WHAT THE EXERCISE ASKS » Every line of the material is to be given again exactly.

LISTED RECORDS »
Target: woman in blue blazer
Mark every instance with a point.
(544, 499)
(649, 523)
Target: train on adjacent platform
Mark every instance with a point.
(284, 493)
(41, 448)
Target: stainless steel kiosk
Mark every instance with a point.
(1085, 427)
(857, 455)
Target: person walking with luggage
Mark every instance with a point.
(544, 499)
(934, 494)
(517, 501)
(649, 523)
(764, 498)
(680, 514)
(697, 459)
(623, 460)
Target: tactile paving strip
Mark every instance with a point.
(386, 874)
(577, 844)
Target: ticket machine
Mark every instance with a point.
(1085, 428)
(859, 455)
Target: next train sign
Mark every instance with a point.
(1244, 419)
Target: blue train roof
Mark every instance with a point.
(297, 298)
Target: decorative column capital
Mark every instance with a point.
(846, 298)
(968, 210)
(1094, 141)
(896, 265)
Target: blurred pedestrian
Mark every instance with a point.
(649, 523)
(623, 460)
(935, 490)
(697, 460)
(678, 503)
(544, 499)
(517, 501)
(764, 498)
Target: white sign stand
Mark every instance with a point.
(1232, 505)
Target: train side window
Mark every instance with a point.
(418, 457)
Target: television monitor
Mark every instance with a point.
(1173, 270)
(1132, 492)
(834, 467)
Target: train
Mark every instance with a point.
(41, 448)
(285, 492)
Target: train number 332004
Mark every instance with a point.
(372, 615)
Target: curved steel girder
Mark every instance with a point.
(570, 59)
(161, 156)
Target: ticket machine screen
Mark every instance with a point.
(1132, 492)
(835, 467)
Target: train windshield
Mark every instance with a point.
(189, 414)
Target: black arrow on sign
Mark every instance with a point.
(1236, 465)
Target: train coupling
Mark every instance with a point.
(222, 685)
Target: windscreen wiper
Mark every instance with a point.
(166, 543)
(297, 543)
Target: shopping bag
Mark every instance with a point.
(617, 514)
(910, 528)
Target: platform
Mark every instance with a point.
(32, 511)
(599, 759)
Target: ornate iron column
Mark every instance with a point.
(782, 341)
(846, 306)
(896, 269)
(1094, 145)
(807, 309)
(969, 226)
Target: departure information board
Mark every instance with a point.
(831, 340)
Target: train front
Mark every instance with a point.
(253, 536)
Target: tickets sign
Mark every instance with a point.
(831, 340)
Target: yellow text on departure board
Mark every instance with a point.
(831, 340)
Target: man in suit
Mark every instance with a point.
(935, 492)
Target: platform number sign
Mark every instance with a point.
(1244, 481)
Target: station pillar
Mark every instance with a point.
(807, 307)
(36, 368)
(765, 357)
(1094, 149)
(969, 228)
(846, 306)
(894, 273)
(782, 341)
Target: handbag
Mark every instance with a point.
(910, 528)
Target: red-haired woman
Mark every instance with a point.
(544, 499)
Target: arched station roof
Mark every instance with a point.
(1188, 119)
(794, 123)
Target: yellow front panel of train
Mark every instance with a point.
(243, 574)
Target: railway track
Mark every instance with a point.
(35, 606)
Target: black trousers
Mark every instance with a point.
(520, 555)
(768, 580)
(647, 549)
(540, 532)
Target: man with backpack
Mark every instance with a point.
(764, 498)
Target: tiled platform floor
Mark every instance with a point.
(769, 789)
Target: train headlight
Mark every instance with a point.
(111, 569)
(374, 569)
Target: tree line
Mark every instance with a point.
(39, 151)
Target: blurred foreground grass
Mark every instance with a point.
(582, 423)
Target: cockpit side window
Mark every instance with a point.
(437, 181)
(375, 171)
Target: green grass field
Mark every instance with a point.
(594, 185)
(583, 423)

OUTPUT OF THE TASK »
Target: woman in blue blazer
Mark every instance with a point.
(544, 499)
(649, 523)
Target: train on adjacent platform
Mark every instance with a point.
(284, 493)
(41, 448)
Target: stainless steel kiosk
Mark every instance with a point.
(1085, 427)
(857, 455)
Target: person walking with luggage
Mark every instance with a point.
(544, 499)
(934, 494)
(517, 501)
(649, 523)
(764, 498)
(680, 514)
(697, 459)
(623, 460)
Target: tactile paving strip
Mark every instance with a point.
(386, 874)
(577, 844)
Target: ticket machine
Mark every instance with a point.
(1085, 428)
(859, 455)
Target: next train sign
Mark every instance with a point.
(1244, 419)
Target: blue train roof
Mark every instance with a point.
(297, 298)
Target: decorative column capital
Mark every instance with a point.
(846, 298)
(968, 210)
(1094, 141)
(896, 265)
Target: blurred pedestrian
Mark every instance with a point.
(649, 523)
(623, 460)
(935, 490)
(697, 460)
(678, 503)
(544, 499)
(517, 501)
(764, 498)
Target: white sign stand
Mark every instance with a point.
(1232, 505)
Target: train side window
Mark every instance with a point.
(418, 457)
Target: television monitor
Mark every instance with a point.
(1173, 270)
(1132, 492)
(834, 467)
Target: train
Mark every instance with a point.
(41, 448)
(285, 492)
Target: train number 332004
Mark every instance with a point.
(372, 615)
Target: curved steel girder
Mark every instance with a point.
(570, 59)
(161, 156)
Target: ticket machine screen
Mark every instance with a point.
(1132, 492)
(835, 467)
Target: train windshield
Mark every instance with a point.
(189, 414)
Target: black arrow on sign
Mark every instance with a point.
(1236, 465)
Target: train coupling
Mark every instance with a point.
(222, 685)
Target: windscreen wiper
Mark every instance with a point.
(166, 543)
(297, 543)
Target: shopping bag
Mark every instance with a point.
(617, 514)
(910, 528)
Target: platform
Mark every instance with a point.
(32, 511)
(599, 759)
Target: ornate iron column
Mark every instance with a point.
(782, 341)
(846, 306)
(896, 269)
(1094, 145)
(807, 309)
(969, 226)
Target: departure information board
Mark every instance with a point.
(831, 340)
Target: train front
Mark every instance with a point.
(253, 536)
Target: tickets sign
Mark every instance with a point.
(831, 340)
Target: yellow text on departure board
Mark every instance with a point.
(831, 340)
Target: man in suit
Mark every instance with a point.
(935, 492)
Target: platform number sign
Mark every instance with a point.
(1244, 481)
Target: station pillar
Mark every instance with a point.
(807, 307)
(36, 368)
(765, 357)
(1094, 149)
(969, 228)
(846, 306)
(894, 273)
(782, 341)
Target: handbag
Mark every instance with a point.
(910, 528)
Target: red-haired woman
Mark every instance with a point.
(544, 499)
Target: arched station roof
Mark every instance with a point.
(1188, 119)
(794, 123)
Target: yellow front panel of train
Mark every instance with a point.
(243, 574)
Target: railway track
Mark every instance with a point.
(35, 606)
Target: black trousers
Mark every instance with a point.
(520, 555)
(768, 580)
(647, 549)
(540, 532)
Target: man with backpack
Mark every instance with a point.
(764, 498)
Target: tiled platform floor
Mark every instance with a point.
(769, 789)
Target: train headlight
Mark every instance with a point.
(111, 569)
(374, 569)
Target: tree line
Mark every instance with a point.
(39, 151)
Target: blurred foreground grass
Mark every instance with a point.
(582, 423)
Target: cockpit side window
Mark every instance with a point.
(437, 181)
(375, 171)
Target: green grass field
Mark every instance with a point.
(594, 185)
(583, 423)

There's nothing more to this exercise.